--- START Text provided ---

A virtual reflection and celebration of our dear LLC Alum

We write to share the sorrowful news that we have lost one of our own LLC alums, Dr. Shirley Basfield Dunlap. Dr. Basfield Dunlap, a member of LLC cohort 16, graduated in Spring 2018, with her dissertation, “The Oral History Project of African American Stage Directors in American Theatre.” Drs. Beverly Bickel and Michelle Scott co-chaired her ground-breaking dissertation and her committee includedDrs. Kimberly Moffitt, Robert Morrow (Morgan State University) and Ayanna Thompson (Arizona State University).

--- END Text provided ---
--- START Listed entries ---

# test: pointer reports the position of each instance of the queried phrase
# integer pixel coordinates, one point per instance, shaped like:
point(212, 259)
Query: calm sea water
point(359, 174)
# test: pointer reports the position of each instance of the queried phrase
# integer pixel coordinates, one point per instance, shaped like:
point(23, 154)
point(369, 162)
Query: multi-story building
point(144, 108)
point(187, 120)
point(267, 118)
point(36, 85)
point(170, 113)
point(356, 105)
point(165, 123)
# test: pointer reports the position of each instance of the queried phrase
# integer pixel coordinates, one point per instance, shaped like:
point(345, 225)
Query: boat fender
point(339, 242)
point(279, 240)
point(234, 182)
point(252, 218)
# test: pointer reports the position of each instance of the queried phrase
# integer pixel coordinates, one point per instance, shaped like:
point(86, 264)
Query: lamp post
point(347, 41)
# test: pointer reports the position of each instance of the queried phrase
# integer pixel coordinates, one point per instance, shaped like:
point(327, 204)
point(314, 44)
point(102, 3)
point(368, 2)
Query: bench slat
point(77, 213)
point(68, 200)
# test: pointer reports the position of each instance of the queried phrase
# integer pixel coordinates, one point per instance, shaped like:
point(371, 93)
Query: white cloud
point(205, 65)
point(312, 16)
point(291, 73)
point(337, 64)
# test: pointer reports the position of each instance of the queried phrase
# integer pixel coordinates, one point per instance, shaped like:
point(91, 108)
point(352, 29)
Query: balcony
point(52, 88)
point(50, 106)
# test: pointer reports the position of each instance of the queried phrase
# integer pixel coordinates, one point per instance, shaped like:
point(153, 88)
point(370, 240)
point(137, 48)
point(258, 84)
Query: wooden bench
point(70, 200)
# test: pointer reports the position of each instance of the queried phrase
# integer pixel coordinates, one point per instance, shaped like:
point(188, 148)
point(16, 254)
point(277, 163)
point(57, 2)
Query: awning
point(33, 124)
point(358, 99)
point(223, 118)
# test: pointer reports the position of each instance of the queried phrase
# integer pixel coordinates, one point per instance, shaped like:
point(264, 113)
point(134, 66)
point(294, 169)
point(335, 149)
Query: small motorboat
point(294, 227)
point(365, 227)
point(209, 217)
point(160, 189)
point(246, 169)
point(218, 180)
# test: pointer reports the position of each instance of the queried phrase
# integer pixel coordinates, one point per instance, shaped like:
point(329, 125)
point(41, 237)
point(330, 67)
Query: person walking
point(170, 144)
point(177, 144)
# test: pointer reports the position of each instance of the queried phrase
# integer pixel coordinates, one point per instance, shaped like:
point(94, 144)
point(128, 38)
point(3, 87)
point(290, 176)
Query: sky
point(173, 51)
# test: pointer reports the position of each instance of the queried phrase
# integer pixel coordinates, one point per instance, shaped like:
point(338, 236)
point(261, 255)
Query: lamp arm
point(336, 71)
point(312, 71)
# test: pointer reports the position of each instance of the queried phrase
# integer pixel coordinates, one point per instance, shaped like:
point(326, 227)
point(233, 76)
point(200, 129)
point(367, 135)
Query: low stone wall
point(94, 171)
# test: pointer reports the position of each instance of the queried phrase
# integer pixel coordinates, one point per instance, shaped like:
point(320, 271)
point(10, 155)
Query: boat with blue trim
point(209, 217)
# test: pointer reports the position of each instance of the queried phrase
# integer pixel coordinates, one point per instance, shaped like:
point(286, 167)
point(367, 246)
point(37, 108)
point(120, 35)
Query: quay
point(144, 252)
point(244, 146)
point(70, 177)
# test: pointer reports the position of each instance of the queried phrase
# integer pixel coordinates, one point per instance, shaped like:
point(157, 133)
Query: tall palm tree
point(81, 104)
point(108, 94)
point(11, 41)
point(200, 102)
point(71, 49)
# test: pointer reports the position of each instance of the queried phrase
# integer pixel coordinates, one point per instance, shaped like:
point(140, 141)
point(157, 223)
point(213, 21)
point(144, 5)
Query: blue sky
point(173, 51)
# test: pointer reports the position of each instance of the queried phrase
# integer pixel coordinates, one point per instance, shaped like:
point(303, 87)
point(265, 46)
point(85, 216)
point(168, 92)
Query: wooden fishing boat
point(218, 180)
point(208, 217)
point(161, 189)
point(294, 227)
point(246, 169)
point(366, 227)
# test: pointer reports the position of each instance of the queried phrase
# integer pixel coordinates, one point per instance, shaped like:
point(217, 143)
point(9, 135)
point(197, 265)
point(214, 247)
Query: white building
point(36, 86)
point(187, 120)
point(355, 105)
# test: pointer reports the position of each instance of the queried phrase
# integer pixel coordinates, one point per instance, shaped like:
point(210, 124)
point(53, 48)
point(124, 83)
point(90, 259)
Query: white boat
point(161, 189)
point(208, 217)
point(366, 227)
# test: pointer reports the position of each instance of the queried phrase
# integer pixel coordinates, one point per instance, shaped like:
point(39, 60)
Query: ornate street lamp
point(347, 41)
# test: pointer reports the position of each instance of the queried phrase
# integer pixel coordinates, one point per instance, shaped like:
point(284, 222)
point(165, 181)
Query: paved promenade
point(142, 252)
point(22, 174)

--- END Listed entries ---

In the notice about Dr. Shirley Basfield Dunlap, what was the title of her dissertation? The records have no connection to the text.

## Full response
“The Oral History Project of African American Stage Directors in American Theatre.”